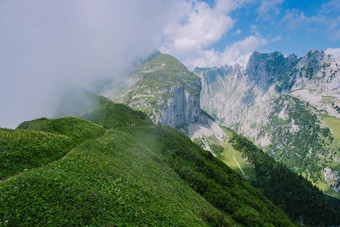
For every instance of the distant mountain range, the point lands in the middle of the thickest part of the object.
(114, 165)
(170, 94)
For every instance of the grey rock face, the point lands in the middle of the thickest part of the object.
(270, 101)
(182, 108)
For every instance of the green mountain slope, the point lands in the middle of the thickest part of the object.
(145, 175)
(293, 193)
(21, 150)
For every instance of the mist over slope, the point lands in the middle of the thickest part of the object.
(164, 89)
(49, 45)
(143, 175)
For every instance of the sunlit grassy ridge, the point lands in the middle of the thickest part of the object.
(293, 193)
(24, 149)
(147, 175)
(78, 129)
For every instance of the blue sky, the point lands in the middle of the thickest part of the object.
(305, 36)
(288, 26)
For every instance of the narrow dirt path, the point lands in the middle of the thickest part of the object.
(1, 181)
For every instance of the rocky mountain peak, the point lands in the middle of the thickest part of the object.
(264, 69)
(313, 56)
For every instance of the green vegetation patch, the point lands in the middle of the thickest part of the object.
(78, 129)
(111, 115)
(23, 149)
(334, 124)
(293, 193)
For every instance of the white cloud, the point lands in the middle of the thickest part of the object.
(198, 26)
(237, 32)
(277, 38)
(295, 19)
(268, 8)
(333, 6)
(238, 52)
(327, 18)
(333, 51)
(43, 41)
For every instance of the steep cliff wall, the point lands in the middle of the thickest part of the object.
(280, 103)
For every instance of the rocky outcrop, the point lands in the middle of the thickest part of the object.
(279, 102)
(166, 90)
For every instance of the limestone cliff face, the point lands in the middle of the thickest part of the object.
(182, 108)
(166, 90)
(279, 102)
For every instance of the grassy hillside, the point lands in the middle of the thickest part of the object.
==========
» Exercise: The records above should be repeated exactly, with no pictures in the copy.

» Completed task:
For every instance of the distant mountain range, the point lands in the middle of the thickest part of the object.
(114, 165)
(170, 94)
For every instance of the grey rock face, the point lands in the middle of the thickest part of the object.
(270, 101)
(182, 108)
For every instance of the green mountain slope, the point lands in the middle of the thickest part of the object.
(145, 175)
(293, 193)
(21, 150)
For every instance of the mist over slope, the point lands in the middle of the thickest part of the object.
(164, 89)
(49, 45)
(143, 175)
For every instance of the sunlit grassy ridge, the point lands in the middle of the thickest part of the object.
(293, 193)
(24, 149)
(147, 175)
(78, 129)
For every instance of the blue sky, the point lands in the middle of the thickest part of the object.
(305, 36)
(288, 26)
For every instance of the narrow dirt path, the point lands in the middle of the thickest part of the object.
(1, 181)
For every instance of the rocky mountain peak, the point lands in the middle of the thickest part of the object.
(264, 69)
(313, 56)
For every instance of the green vegetation patch, the point lands in the middle of the thickest part of the object.
(78, 129)
(111, 115)
(23, 149)
(334, 124)
(293, 193)
For every instance of the white cloud, the point lands in the middle of the thickest part of the object.
(198, 26)
(237, 32)
(277, 38)
(295, 19)
(268, 8)
(333, 6)
(238, 52)
(327, 18)
(333, 51)
(43, 41)
For every instance of the steep cliff wall, the point lands in the middle of the thickest part of the object.
(280, 103)
For every instance of the rocky outcrop, the point lands in the middle of the thickest part of the object.
(279, 102)
(166, 90)
For every instance of the limestone cliff face, the point lands in the middle of the thickest part of the object.
(182, 108)
(166, 90)
(279, 102)
For every instance of the grassy hillside, the point lands in the middle of the thickest part of the object.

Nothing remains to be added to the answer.